**Required action:** Set the data down once more, in full and exactly.

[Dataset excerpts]
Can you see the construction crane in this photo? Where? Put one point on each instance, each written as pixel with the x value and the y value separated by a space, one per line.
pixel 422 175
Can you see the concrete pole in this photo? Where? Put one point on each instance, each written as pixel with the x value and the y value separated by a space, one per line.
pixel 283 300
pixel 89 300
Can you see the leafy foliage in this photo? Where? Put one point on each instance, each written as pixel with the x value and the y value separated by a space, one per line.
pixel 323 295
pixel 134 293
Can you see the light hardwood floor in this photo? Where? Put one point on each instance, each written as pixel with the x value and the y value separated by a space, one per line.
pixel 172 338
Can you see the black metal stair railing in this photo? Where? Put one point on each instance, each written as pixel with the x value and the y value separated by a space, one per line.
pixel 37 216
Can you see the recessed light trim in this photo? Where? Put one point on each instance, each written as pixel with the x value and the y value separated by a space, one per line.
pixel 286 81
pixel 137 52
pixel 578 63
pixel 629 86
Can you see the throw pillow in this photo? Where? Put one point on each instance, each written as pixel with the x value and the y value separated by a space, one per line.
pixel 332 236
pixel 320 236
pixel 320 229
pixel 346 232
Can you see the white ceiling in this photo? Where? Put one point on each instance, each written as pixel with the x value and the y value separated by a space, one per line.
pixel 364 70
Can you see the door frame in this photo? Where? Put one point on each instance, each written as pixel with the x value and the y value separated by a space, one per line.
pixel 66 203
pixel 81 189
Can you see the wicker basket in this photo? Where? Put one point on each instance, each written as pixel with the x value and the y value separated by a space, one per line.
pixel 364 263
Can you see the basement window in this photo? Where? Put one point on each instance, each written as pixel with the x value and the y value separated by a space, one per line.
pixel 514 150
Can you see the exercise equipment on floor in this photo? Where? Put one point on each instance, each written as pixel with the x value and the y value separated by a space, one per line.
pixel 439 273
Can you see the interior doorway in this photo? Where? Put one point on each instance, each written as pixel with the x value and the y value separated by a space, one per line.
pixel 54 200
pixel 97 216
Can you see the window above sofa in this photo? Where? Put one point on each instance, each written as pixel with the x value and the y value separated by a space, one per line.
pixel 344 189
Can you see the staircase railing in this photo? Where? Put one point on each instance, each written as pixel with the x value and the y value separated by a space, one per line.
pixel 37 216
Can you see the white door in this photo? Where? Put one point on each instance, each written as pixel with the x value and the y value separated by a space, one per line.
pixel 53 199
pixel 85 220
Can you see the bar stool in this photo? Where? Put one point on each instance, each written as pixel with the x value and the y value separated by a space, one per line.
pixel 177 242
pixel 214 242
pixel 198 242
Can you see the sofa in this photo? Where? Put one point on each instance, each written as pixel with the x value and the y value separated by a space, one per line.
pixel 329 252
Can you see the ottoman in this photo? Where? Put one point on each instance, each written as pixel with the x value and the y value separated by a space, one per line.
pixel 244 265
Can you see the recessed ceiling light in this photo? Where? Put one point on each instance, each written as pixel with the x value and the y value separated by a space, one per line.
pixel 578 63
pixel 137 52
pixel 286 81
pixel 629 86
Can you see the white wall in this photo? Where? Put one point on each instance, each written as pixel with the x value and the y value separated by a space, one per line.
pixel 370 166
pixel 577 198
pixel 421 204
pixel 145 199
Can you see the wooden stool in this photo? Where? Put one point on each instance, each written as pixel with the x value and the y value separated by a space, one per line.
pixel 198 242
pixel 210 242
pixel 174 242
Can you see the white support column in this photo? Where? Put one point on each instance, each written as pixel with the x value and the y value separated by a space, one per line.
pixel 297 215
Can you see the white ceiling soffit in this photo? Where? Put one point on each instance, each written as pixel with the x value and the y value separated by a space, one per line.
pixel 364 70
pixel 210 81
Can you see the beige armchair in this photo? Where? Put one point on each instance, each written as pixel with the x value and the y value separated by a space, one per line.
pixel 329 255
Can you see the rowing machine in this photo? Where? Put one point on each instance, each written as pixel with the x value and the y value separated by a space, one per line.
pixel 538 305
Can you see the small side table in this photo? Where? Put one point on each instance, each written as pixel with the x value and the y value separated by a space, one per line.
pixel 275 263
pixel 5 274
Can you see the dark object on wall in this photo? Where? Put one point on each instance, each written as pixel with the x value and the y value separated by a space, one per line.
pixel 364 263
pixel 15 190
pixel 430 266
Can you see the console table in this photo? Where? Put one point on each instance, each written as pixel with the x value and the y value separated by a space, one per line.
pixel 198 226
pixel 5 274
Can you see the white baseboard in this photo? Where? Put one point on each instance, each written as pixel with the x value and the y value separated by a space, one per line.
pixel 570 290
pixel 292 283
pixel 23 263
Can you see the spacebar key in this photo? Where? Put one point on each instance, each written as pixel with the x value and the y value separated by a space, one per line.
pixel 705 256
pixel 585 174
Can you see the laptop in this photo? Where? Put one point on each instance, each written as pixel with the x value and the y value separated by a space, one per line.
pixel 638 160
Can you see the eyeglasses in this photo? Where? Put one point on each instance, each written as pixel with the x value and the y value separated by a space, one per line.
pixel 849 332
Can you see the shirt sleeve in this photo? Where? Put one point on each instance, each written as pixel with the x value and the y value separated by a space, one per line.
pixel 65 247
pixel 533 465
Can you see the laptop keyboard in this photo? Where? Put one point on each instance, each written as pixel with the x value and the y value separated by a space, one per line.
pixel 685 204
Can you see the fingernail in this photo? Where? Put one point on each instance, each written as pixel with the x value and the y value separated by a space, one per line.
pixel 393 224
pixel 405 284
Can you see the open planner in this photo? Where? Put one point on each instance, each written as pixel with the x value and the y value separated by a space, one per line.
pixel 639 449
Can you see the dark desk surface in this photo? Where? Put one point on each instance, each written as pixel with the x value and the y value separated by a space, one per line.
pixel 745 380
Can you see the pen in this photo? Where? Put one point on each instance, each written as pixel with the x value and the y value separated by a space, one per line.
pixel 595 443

**Written reply:**
Can you see the construction crane in this photo? Where? Put one point on each instance, each written as pixel with the x value and the y value separated by a space, one per line.
pixel 422 175
Can you see the concrete pole in this photo? Where? Put one point on each instance, each written as pixel with the x value and the y value separated by a space, one per line.
pixel 283 300
pixel 89 300
Can you see the leafy foliage in this photo? Where? Put one point on each instance, each written as pixel with the x value and the y value separated by a space, one per line.
pixel 323 295
pixel 134 293
Can you see the light hardwood floor in this photo? Where? Put one point on each instance, each written as pixel with the x value and the y value separated by a space, one per line.
pixel 172 338
Can you see the black metal stair railing in this photo? Where? Put one point on each instance, each written as pixel with the x value and the y value separated by a space, one per line.
pixel 37 216
Can you see the recessed light trim in this photo? Where? Put one point on each instance, each written as pixel with the x value and the y value separated by a space, one per line.
pixel 286 81
pixel 137 52
pixel 578 63
pixel 629 86
Can you see the throw pillow in this photo? Where? Put one point on each instance, each written as pixel with the x value and the y value separated by a space, one per line.
pixel 332 236
pixel 320 236
pixel 320 229
pixel 346 232
Can you see the white ceiling in this photo? Where? Put one point on each instance, each written as pixel with the x value and the y value separated by a space, one per line.
pixel 364 70
Can you see the door frame in this photo? Where? Put one point on each instance, each written as pixel with the x value and the y value separated by a space, one per line.
pixel 66 203
pixel 81 189
Can you see the wicker basket in this photo? Where? Put one point on each instance, each written as pixel with the x value and the y value separated by a space, one per line.
pixel 364 263
Can you see the basement window in this photo? Where? Put one point on each instance, each written as pixel with the x value and the y value separated by a space, one per line.
pixel 514 150
Can you see the exercise equipment on floor in this photo? Where? Put one point on each instance, each written as pixel with the x value and the y value separated by a space, one per line.
pixel 439 273
Can you see the interior doorway in this photo? Where? Put one point on each instance, each written as pixel with the x value and the y value separated by a space, one per line.
pixel 54 200
pixel 97 216
Can you see the window above sofa in this photo? Where? Put one point on each instance, each written as pixel with the x value and the y value separated by a space, one per line.
pixel 344 189
Can you see the staircase railing in this photo? Where? Put one point on each instance, each written as pixel with the x value and the y value separated by a space, one per line.
pixel 37 216
Can you see the white door in this photo? Where? Put one point on each instance, each written as pixel with the x value and the y value separated by a space, one per line.
pixel 53 199
pixel 85 220
Can you see the bar stool in this photo? Where? Put one point on each instance, each written as pixel with the x value and the y value separated by a space, one per line.
pixel 177 242
pixel 214 242
pixel 198 242
Can you see the sofa in this photo? Where? Put one point on each instance, each written as pixel with the x value and the y value separated by a space, one per line.
pixel 329 252
Can you see the ottoman in this photo? Where? Put one point on each instance, each written as pixel with the x value and the y value separated by a space, one per line.
pixel 244 265
Can you see the recessed ceiling light in this photo? Where? Put one point on each instance, each written as pixel with the x value and the y value separated by a space, one per line.
pixel 578 63
pixel 137 52
pixel 286 81
pixel 629 86
Can you see the white wall in this photo? Where? Put one point on each instance, each written as pixel with the x value and the y value separated by a space, one per line.
pixel 370 166
pixel 577 198
pixel 421 204
pixel 145 199
Can you see the wooden stool in this photo? Where? Put one point on each instance, each written as pixel with the x value and the y value separated by a space, one per line.
pixel 198 242
pixel 210 242
pixel 174 242
Can you see the white support column in this photo? Where? Put one point on each instance, each written as pixel with the x value and the y value separated by a space, one per line.
pixel 297 215
Can you see the white ceiling soffit in this photo? Where? Put one point on each instance, each written as pixel with the x value and the y value separated by a space, one per line.
pixel 364 70
pixel 210 81
Can you see the beige armchair in this photo? Where? Put one point on each instance, each written as pixel with the x value and the y value separated by a space, one per line.
pixel 329 255
Can you see the rowing machine in this photo? Where? Put one point on each instance, each written as pixel with the x value and the y value separated by a space, one per line.
pixel 538 305
Can you see the small side table in this photo? Where? Put one point on each instance, each written as pixel with the x value and the y value separated by a space, one per line.
pixel 275 263
pixel 5 274
Can you see the dark object on wall in this photo? Where? Put one point on each instance, each written as pixel with the x value and the y value separated by a space, one per line.
pixel 364 263
pixel 15 190
pixel 430 266
Can you see the console table in this photo? Where? Put one point on each instance, each written as pixel with the x value and the y value separated by a space, one per line.
pixel 198 226
pixel 5 274
Can you see the white baseboard in this photo? Where? Put one point on each instance, each written as pixel with the x value and the y value separated by a space, one per line.
pixel 570 290
pixel 292 283
pixel 23 263
Can you see the spacebar key in this photo? Where? Put one point on each instance, each written as pixel with the x value and the y value separated by a space, one per line.
pixel 705 256
pixel 585 174
Can you see the laptop in this photo? Where? Put one point on each instance, each written as pixel with the x value and the y value separated by a space, one per line.
pixel 638 160
Can you see the eyeglasses in this photo? Where? Put one point on each instance, each written as pixel with the x value and the y value separated by a space, one per line.
pixel 849 332
Can you see the shirt sleeve in this photo? Where? Put one point on each instance, each written as pixel with the x value and the y value separated by a space, one per line.
pixel 65 247
pixel 533 465
Can you see the laptop keyboard in this photo? Where? Put one point on each instance, each written as pixel with the x value and the y value separated by a space, one per line.
pixel 685 204
Can you see the fingernail in this photo? Where? Put one point on each instance, each written as pixel with the x value and the y value separated by a space, one per line.
pixel 393 224
pixel 405 284
Can you see the open planner in this photo? Where? Put one point on each instance, each written as pixel with the x value and the y value separated by a space, one per line.
pixel 639 449
Can you see the dark desk surface in this photo? Where? Put one point on each instance, each written as pixel with the x value and the y value separated by a space, one per line.
pixel 745 380
Can you see the pen in this photo? Where? Put one point on each instance, each written as pixel with the x value and the y value separated by a space, one per line.
pixel 595 443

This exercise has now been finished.